Goal — Would you write out the listing verbatim and skip every picture in it?

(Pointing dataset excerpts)
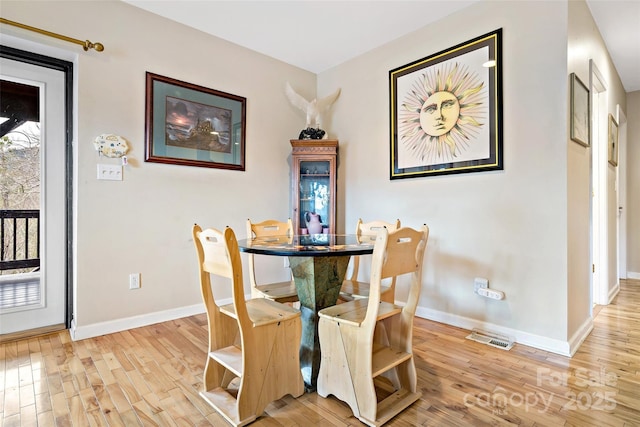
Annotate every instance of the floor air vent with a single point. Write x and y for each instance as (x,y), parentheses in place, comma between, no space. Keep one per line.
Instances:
(489,338)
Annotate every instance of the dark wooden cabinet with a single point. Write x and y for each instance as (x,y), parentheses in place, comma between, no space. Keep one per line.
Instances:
(313,181)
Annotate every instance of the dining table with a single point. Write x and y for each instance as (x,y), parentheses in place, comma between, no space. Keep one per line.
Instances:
(318,265)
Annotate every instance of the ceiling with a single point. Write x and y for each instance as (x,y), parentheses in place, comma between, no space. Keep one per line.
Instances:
(318,35)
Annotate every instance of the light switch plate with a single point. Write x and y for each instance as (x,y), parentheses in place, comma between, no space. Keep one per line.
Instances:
(110,172)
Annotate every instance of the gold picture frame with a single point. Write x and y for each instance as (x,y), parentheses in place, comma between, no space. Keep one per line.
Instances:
(446,111)
(580,112)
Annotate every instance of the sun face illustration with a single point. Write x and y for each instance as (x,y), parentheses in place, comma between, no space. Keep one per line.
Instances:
(442,113)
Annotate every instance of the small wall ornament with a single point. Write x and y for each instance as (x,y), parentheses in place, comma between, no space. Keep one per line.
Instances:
(110,145)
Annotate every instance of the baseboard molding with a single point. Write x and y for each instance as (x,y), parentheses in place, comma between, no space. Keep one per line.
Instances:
(563,348)
(118,325)
(613,292)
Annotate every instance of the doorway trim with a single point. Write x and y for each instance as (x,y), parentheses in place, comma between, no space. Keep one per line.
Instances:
(66,68)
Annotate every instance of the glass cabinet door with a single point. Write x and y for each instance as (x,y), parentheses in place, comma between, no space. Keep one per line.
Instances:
(315,193)
(313,185)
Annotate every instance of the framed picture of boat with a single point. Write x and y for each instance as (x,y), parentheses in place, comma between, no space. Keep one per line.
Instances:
(191,125)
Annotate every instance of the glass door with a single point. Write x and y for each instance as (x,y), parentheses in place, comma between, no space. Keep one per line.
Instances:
(32,197)
(315,195)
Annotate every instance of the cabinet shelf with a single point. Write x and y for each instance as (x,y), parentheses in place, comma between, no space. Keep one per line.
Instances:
(309,156)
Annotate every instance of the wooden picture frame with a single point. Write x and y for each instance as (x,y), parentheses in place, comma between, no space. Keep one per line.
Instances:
(580,112)
(191,125)
(446,111)
(613,141)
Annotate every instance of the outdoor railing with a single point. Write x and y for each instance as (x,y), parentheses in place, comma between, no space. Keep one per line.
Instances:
(19,239)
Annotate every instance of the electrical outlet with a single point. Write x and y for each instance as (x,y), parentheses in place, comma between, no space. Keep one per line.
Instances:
(480,283)
(134,281)
(491,293)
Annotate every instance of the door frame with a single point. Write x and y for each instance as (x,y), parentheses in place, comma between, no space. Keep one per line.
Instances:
(66,68)
(599,247)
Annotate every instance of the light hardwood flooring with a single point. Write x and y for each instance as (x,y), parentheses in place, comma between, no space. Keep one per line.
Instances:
(151,376)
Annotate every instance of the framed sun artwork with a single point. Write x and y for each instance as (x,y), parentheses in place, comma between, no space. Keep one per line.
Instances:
(446,111)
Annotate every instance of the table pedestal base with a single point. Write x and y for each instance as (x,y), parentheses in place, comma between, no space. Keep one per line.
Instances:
(318,282)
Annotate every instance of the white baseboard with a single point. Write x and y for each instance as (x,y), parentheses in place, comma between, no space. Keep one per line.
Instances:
(563,348)
(118,325)
(613,292)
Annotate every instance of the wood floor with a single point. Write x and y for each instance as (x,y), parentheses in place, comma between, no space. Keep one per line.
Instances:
(151,376)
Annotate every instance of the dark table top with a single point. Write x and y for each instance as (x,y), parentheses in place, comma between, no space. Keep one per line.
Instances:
(315,245)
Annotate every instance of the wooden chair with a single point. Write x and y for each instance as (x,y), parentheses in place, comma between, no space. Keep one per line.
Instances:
(367,358)
(351,287)
(253,345)
(279,291)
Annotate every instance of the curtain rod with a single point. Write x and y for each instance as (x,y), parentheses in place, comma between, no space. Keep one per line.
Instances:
(86,45)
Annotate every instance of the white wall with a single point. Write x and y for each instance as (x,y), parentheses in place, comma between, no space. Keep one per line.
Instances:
(585,45)
(508,226)
(633,184)
(143,224)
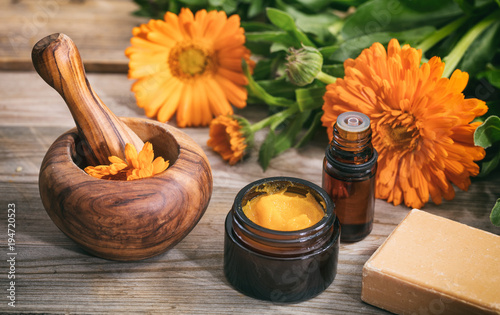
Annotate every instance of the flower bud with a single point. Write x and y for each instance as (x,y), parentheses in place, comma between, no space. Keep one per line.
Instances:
(304,64)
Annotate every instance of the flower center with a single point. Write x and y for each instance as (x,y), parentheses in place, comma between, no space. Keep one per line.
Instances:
(399,132)
(188,61)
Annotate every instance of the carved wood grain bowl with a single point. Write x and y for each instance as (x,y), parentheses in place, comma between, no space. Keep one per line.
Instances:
(127,220)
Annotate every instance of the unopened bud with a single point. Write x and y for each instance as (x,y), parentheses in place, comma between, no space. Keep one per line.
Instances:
(304,64)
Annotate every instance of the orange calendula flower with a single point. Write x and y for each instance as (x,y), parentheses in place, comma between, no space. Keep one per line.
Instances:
(137,165)
(230,136)
(421,122)
(189,65)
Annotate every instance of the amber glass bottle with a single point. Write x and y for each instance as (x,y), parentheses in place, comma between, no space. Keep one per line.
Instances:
(349,170)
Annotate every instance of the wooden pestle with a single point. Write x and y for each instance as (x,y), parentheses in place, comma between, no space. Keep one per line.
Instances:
(58,62)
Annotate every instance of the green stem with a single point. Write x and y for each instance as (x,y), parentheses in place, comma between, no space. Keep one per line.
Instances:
(451,61)
(438,35)
(325,78)
(275,119)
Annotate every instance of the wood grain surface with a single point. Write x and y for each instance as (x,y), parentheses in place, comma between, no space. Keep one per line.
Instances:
(104,26)
(54,275)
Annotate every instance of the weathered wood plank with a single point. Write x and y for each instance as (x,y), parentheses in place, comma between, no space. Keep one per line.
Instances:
(101,30)
(55,276)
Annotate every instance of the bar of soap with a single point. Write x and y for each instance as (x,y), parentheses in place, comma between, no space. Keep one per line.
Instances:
(432,265)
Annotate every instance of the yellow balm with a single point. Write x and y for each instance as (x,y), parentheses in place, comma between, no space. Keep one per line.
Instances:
(284,211)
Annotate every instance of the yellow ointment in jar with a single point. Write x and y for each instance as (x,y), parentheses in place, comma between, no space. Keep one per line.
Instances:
(283,210)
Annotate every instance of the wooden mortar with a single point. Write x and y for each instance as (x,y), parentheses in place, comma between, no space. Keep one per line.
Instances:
(126,220)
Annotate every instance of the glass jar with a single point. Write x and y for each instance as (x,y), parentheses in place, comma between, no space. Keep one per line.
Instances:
(349,169)
(281,266)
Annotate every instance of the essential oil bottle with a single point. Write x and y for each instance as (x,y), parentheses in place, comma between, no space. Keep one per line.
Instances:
(349,170)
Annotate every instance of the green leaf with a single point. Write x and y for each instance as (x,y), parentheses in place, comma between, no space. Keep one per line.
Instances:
(266,151)
(316,123)
(393,16)
(336,70)
(316,24)
(492,75)
(255,90)
(256,7)
(489,166)
(488,133)
(285,22)
(481,51)
(495,213)
(280,87)
(310,98)
(286,138)
(466,5)
(351,48)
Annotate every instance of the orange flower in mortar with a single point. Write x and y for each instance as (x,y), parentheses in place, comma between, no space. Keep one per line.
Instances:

Output of the task —
Annotate every instance of the floor air vent with a single point. Write x and y for each instance as (x,y), parentheses in place, comma between, no space. Keep one per line.
Instances:
(489,338)
Annotate every instance of the dark wooden cabinet with a single point. Write x and y for each instance as (x,y), parentheses in place, comma between, no space. Keep one per line.
Instances:
(313,181)
Annotate every instance of the dining table with a single point. Write x and y for each instance as (x,y), parentheses in place, comma between, no space. Keep one per line.
Instances:
(318,265)
Annotate every instance of the ceiling with a single point. Write x and y for each instance as (x,y), parentheses in place, comma between, no space. Keep one per line.
Instances:
(318,35)
Annotate every instance of the light switch plate with a single point. Write x and y for each instance as (x,y), parentheses in place, comma between, no space. Keep one per line.
Instances:
(110,172)
Annotate every instance of the gold picture frame with a single point. Write x and y for each instance as (x,y), parentheses in place, comma between, no space. Keep one per line.
Instances:
(446,111)
(580,112)
Annotate every instance of the sun face illustration with a single point. Write x and y for each instance as (x,y), parentheses in place, comma between, no space. Keep one per line.
Instances:
(442,113)
Annotate every instance of the small wall ornament with a single point. Write x and y for each instance as (x,y), parentheses in place, comma between, no space. Keep one per line.
Instances:
(110,145)
Annotate every instance of the baseboard molding with a single point. Write x and y for each instance as (x,y), parentheses in place, comma between, no space. Keep one per line.
Instances:
(563,348)
(118,325)
(613,292)
Annotate every instance of the doorway trim with a single point. Write x and y for each instance as (x,y), parentheses in place, comma between, no space. Keep one per line.
Instances:
(66,68)
Annotate every instance of the glass cabinet door with a single point. Write x and y for each instance as (x,y), parentheses in place, comma between, no space. Keep one per line.
Instances:
(315,193)
(313,185)
Annotate every instance of the framed picture of boat with a single point. Write x and y for each instance as (x,y), parentheses in place, comma between, no space. Keep one per line.
Instances:
(191,125)
Annotate every instance of the glass door with a single point. Write x and y for each instance as (x,y), parentheses in place, comma between, no space. Keep one per line.
Instances:
(32,197)
(315,195)
Annotate every instance of the cabinet shelf with a single point. Write x and y for each instance as (x,y), parentheses in place, comma between, no space. Keep one per line.
Instances:
(309,156)
Annotate every instance of the wooden picture frame with a single point. Write x and y for each instance as (x,y), parentheses in place, comma between, no space. Keep one per line.
Instances:
(580,112)
(191,125)
(446,111)
(613,141)
Annotate every instance of the outdoor railing with a single point. Write x and y for each instance as (x,y), parentheses in place, comma between, no space. Keep one per line.
Instances:
(19,239)
Annotate every instance of the electrical outlet with a single point. Write x and y for each instance as (x,y), parentheses in place, comma between, no space. Keep one per line.
Instances:
(480,283)
(134,281)
(491,293)
Annotate every instance of the door frame with a single point. Write x and y for each instance as (x,y), parentheses in place, comma between, no space. Keep one per line.
Instances:
(66,68)
(599,247)
Annotate every instance of the light hardwood flooring with a single point. Write x and y for each instance as (x,y), parentheses in place, comma between, no space. Keep one per line.
Instances:
(151,376)
Annotate every instance of the framed sun artwork with a single point. Write x and y for each instance as (x,y), parentheses in place, comma between, no space. Keep one per line.
Instances:
(446,111)
Annotate every instance of the table pedestal base with a single point. Write x and y for each instance as (x,y), parentheses in place, comma between, no space. Keep one per line.
Instances:
(318,282)
Annotate every instance of the white baseboard with a single point. Write x and y for each instance as (x,y), parentheses in place, comma between, no space. Keep one per line.
Instances:
(563,348)
(118,325)
(613,292)
Annotate every instance of the wood floor with a single point. Write x and y for each instance as (x,y), parentheses in place, comma between, no space. Keep one per line.
Instances:
(151,376)
Annotate every instance of the dark table top with a single point. Write x and y for each instance as (x,y), parentheses in place, comma between, no space. Keep one per line.
Instances:
(315,245)
Annotate every instance of the wooden chair with a single point. Write x and y for each instance as (x,y), parentheses in place, comma between, no space. Keep one per line.
Instances:
(367,358)
(351,287)
(253,345)
(279,291)
Annotate every instance of the curtain rod with a single point. Write x and y for each instance as (x,y), parentheses in place, comma between, no space. Keep one per line.
Instances:
(86,45)
Annotate every instance of the white wall with a single point. Write x and y for each instance as (x,y), parentheses in place, comma between, no space. Keep one per line.
Instances:
(585,45)
(508,226)
(633,184)
(143,224)
Annotate every instance of the flower bud with a single point. Write x and y for each instance as (x,y), parentheses in place, comma between, no space. Keep one per line.
Instances:
(304,64)
Annotate every instance of the flower center with a single point. Write x and y for each instance as (x,y), parentheses in place, comma between, no space. Keep one per line.
Instances:
(399,132)
(188,61)
Annotate every instance of the carved wood grain bowl with a single point. Write x and y for each instance as (x,y), parentheses in place, comma between, no space. Keep one per line.
Instances:
(127,220)
Annotate every instance of the unopened bud with a single point. Write x and y for each instance as (x,y), parentheses in place, comma between, no space. Keep one per line.
Instances:
(304,64)
Annotate every instance of the orange calendula flower with a single point. Write x and y for each instance as (x,y), parentheses in place, comma between, no space. Keep one per line.
Instances:
(137,165)
(230,136)
(421,122)
(189,65)
Annotate every instance of the amber glass bottle with a single point. Write x and y for each instance as (x,y), parentheses in place, comma between, no space. Keep one per line.
Instances:
(349,170)
Annotate every instance of the wooden pestle with a single point. Write x and y for each instance as (x,y), parentheses in place, comma between, no space. Keep one per line.
Instances:
(58,62)
Annotate every instance of the green stem with a single point. Write x and y for each instance as (x,y), parentheses in place, comma between, no space. Keep one per line.
Instances:
(451,61)
(438,35)
(325,78)
(275,119)
Annotate every instance of the wood grain surface with a single point. Write x and y for each instance as (x,y), parentheses in place, comma between, no space. Keep one per line.
Instances:
(104,26)
(54,275)
Annotate every instance of the weathered wood plank with a single point. Write x and y for each instance as (x,y), parentheses in place, comma between, no space. Keep one per line.
Instances:
(101,30)
(55,276)
Annotate every instance of the bar of soap with a single point. Write x and y for each instance as (x,y), parentheses in place, comma between, no space. Keep one per line.
Instances:
(432,265)
Annotate every instance of the yellow balm with a single point. Write x and y for each instance as (x,y), parentheses in place, comma between, no space. Keep one per line.
Instances:
(284,211)
Annotate every instance of the yellow ointment in jar with a single point. Write x and y for each instance as (x,y), parentheses in place, comma between, no space. Keep one per line.
Instances:
(283,210)
Annotate every instance of the wooden mortar with a single point. Write x and y for each instance as (x,y), parentheses in place, comma between, no space. Keep one per line.
Instances:
(126,220)
Annotate every instance of the glass jar with a single point. Write x and y for each instance as (x,y), parentheses in place, comma between, no space. Keep one per line.
Instances:
(349,169)
(281,266)
Annotate every instance of the essential oil bottle with a single point. Write x and y for each instance as (x,y), parentheses in place, comma between, no space. Keep one per line.
Instances:
(349,170)
Annotate every instance of the green leaf with a single point. Write x and y for each instance as (x,y), parentheses in place, comma between, no space. Keep one per line.
Instances:
(266,151)
(316,123)
(393,16)
(336,70)
(316,24)
(492,75)
(255,90)
(256,7)
(489,166)
(488,133)
(285,22)
(481,51)
(495,213)
(280,87)
(310,98)
(286,138)
(466,5)
(351,48)
Annotate every instance of the orange flower in mortar with a single point. Write x and y for each instance as (x,y), parentheses in place, comma between, no space. Keep one per line.
Instances:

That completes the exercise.